Excerpted text:
(begin)
My teammates and I are trying to code up an implementation of gradient descent and I think we're pretty close
We've (attempted) to follow the steps associated with the first answer to this question, namely:
1. Calculate the hypothesis h = X * theta
2. Calculate the loss = h - y and maybe the squared cost (loss^2)/2m
3. Calculate the gradient = X' * loss / m
4. Update the parameters theta = theta - alpha * gradient
But as you can see from the missing code there, we're at a bit of a loss as to how to calculate the gradient, have we set it up correctly?
How to execute that calculation?
What is the difference between X' and X?
double loss, cost, hypothesis;
int p, iteration;
iteration = 0;
do
{
iteration++;
cost = 0.0;
//loop through all instances (complete one epoch)
for (p = 0; p < number_of_files__train; p++)
{
hypothesis = calculateHypothesis( weights, feature_matrix__train, p, globo_dict_size );
loss = outputs__train[p] - hypothesis;
for (int i = 0; i < globo_dict_size; i++)
{
weights[i] += LEARNING_RATE * loss * feature_matrix__train[p][i] * calculateGradent( weights, i, number_of_files__train, loss );
}
//summation of squared error (error value for all instances)
cost += (loss*loss);
}
cost = cost/(2 * number_of_files__train);
}
while(cost != 0 && iteration<=MAX_ITER);
}
static double calculateHypothesis( double weights[], double[][] feature_matrix, int file_index, int globo_dict_size )
{
//# m denotes the number of examples here, not the number of features
double sum = 0.0;
for (int i = 0; i < globo_dict_size; i++)
{
sum += ( weights[i] * feature_matrix[file_index][i] );
}
//bias
sum += weights[ globo_dict_size ];
return sigmoid(sum);
}
private static double sigmoid(double x)
{
return 1 / (1 + Math.exp(-x));
}
static double calculateGradent( double weights[], int i, int number_of_files__train, double loss )
{
return weights[i] * loss / number_of_files__train;
}
(end)
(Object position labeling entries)
(begin)
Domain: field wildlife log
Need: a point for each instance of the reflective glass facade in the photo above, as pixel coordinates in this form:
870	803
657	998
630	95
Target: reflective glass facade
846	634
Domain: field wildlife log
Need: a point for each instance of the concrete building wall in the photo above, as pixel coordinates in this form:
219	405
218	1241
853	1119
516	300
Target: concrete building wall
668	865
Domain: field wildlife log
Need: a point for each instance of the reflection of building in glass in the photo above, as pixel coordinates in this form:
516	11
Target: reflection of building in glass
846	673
(end)
(begin)
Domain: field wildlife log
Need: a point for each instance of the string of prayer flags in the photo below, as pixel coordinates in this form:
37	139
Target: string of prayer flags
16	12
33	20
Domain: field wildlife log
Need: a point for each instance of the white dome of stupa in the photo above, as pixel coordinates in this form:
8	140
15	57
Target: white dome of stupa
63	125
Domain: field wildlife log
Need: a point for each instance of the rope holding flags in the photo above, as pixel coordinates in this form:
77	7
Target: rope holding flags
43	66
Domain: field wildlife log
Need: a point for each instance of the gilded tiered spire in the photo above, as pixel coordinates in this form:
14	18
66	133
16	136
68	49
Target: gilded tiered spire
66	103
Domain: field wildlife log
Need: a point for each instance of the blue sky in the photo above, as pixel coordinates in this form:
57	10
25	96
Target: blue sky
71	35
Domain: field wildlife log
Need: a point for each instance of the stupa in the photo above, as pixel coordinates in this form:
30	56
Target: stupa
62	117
(end)
Reproduce the gradient descent post beginning at the words "What is the" and stopping after "(complete one epoch)", and swap "iteration" for "step" throughout.

What is the difference between X' and X?
double loss, cost, hypothesis;
int p, step;
step = 0;
do
{
step++;
cost = 0.0;
//loop through all instances (complete one epoch)